Records from a point annotation dataset:
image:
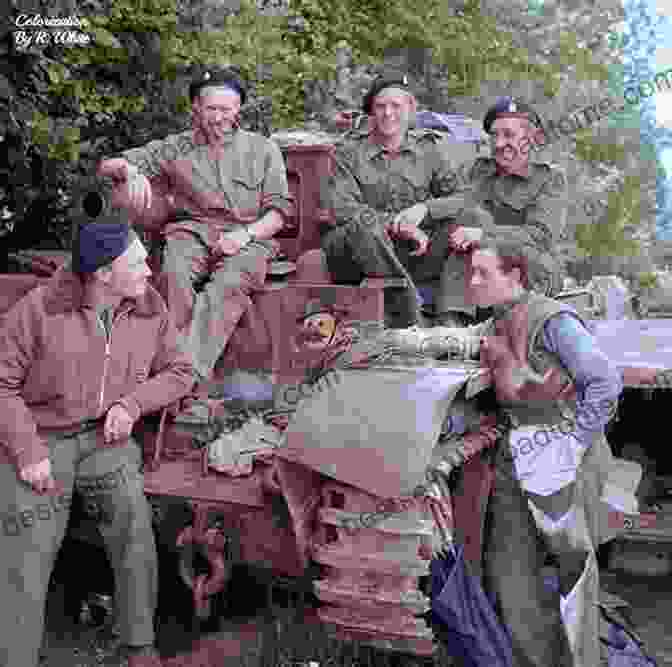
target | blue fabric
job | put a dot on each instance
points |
(598, 381)
(100, 243)
(466, 619)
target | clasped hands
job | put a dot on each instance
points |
(118, 426)
(405, 226)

**AIM**
Quote all of the rows above word for word, omitting the pictures.

**PROBLEM SOLUTION**
image:
target | blue fabric
job | put a dot on each instance
points |
(598, 381)
(100, 243)
(466, 619)
target | clasped hands
job | put a dot on each instance
points |
(118, 426)
(405, 226)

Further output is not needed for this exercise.